------ Dataset entries ------

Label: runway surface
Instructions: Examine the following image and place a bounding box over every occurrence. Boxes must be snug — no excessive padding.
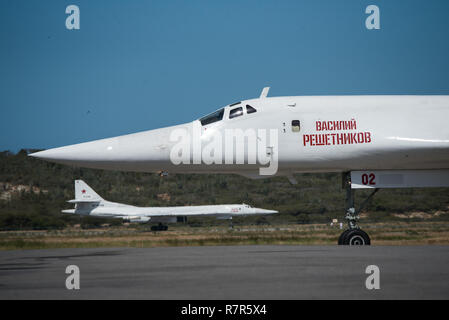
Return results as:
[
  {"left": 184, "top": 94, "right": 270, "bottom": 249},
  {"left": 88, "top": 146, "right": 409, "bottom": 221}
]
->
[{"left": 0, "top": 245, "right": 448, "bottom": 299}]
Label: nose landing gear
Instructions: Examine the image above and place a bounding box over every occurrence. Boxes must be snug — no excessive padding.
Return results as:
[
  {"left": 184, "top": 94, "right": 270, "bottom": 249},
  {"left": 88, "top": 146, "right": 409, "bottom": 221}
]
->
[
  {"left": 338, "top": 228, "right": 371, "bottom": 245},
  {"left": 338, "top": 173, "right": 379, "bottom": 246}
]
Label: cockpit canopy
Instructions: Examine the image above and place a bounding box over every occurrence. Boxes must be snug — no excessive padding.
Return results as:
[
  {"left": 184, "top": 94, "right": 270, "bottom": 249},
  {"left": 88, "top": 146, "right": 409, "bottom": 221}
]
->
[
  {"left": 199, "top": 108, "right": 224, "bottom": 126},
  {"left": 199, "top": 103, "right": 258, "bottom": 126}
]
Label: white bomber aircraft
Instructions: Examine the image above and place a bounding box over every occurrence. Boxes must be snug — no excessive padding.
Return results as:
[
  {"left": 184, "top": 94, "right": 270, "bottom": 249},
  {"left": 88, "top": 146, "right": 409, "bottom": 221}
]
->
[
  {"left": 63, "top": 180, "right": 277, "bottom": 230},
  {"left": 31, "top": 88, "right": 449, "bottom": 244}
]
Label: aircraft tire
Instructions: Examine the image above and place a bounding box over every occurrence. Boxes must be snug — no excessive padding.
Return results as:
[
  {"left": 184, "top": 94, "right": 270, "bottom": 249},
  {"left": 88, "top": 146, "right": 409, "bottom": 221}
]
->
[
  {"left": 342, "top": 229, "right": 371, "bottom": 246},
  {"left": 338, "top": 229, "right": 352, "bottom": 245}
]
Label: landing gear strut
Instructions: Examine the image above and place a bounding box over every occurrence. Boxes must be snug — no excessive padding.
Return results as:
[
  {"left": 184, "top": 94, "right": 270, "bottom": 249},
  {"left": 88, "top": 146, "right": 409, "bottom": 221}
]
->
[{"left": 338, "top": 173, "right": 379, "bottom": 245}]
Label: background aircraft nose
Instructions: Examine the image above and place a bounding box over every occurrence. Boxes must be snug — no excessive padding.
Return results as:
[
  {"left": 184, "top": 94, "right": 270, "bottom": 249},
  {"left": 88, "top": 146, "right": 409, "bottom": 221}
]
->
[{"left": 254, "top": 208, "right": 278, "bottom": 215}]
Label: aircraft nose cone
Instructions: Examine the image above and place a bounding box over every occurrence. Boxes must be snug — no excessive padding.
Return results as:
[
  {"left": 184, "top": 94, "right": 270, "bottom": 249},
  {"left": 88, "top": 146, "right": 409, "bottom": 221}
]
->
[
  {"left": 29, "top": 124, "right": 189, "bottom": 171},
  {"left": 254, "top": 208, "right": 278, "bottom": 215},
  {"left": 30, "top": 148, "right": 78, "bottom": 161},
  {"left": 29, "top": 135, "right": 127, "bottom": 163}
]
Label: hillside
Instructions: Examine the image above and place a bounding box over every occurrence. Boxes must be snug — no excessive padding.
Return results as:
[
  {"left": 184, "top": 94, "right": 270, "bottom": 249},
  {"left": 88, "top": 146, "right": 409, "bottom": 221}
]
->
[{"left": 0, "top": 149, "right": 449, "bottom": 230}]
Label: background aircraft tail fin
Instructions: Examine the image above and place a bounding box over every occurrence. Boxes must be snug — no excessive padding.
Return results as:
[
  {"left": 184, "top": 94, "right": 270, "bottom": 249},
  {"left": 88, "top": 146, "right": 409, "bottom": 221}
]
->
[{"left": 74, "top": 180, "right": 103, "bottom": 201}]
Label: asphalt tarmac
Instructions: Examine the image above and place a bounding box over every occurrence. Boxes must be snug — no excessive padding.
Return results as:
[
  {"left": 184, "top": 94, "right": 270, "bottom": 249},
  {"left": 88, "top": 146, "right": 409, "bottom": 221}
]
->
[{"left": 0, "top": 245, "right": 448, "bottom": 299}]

------

## Work required
Beginning with the first line of the records above, extract each line exactly through the line that holds "Label: aircraft tire", both ends included. Omit pictures.

## Result below
Label: runway surface
Instructions: Examine the following image and place a bounding box over every occurrence. Boxes must be snug — no excessive padding.
Return results as:
[
  {"left": 184, "top": 94, "right": 270, "bottom": 249},
  {"left": 88, "top": 146, "right": 409, "bottom": 221}
]
->
[{"left": 0, "top": 245, "right": 448, "bottom": 299}]
Label: nose landing gear
Instructions: Examine the image above and place a bounding box over every occurrence. Boxes must be snug — no excessive padding.
Return results as:
[
  {"left": 184, "top": 94, "right": 270, "bottom": 249},
  {"left": 88, "top": 146, "right": 409, "bottom": 221}
]
->
[
  {"left": 338, "top": 228, "right": 371, "bottom": 245},
  {"left": 338, "top": 173, "right": 379, "bottom": 246}
]
Label: cockpit canopy
Instructions: Examine the image above and place a bounding box over every occurrence. Boxes must be snug — no excessive padding.
Return results as:
[
  {"left": 184, "top": 94, "right": 270, "bottom": 249},
  {"left": 88, "top": 146, "right": 409, "bottom": 221}
]
->
[
  {"left": 199, "top": 108, "right": 224, "bottom": 126},
  {"left": 199, "top": 103, "right": 258, "bottom": 126}
]
Label: white bomber aircraft
Instructions: Examine the image above and place a bounding box over every occurrence. Boxes must be snug — no excessive padding.
Return results as:
[
  {"left": 184, "top": 94, "right": 270, "bottom": 249},
  {"left": 88, "top": 146, "right": 409, "bottom": 221}
]
->
[
  {"left": 63, "top": 180, "right": 277, "bottom": 230},
  {"left": 31, "top": 88, "right": 449, "bottom": 244}
]
Label: aircraft tire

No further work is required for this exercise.